>> start

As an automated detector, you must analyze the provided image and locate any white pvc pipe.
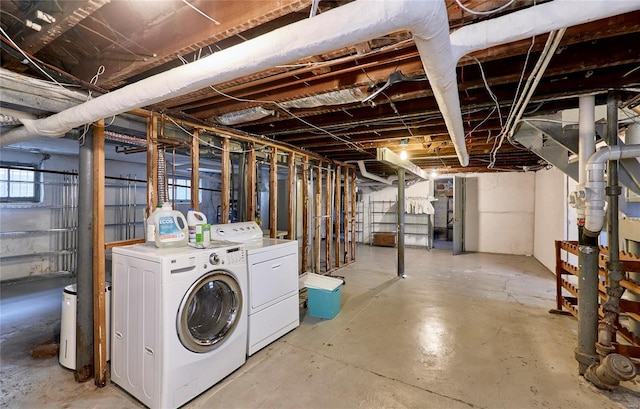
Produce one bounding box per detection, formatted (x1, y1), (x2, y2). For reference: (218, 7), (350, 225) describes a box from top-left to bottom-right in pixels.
(584, 145), (640, 233)
(0, 0), (469, 166)
(451, 0), (640, 61)
(576, 95), (596, 220)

>> end

**STATED PROBLEM**. Gather every line of the records above that contains the word "bottom", matching its case exactly, and copy each of those lines in full.

**FINISHED EXERCISE**.
Produce one bounding box per detection, formatted (x1, y1), (x2, y2). For reference: (218, 7), (350, 225) describes a box from top-left to bottom-right in pixels.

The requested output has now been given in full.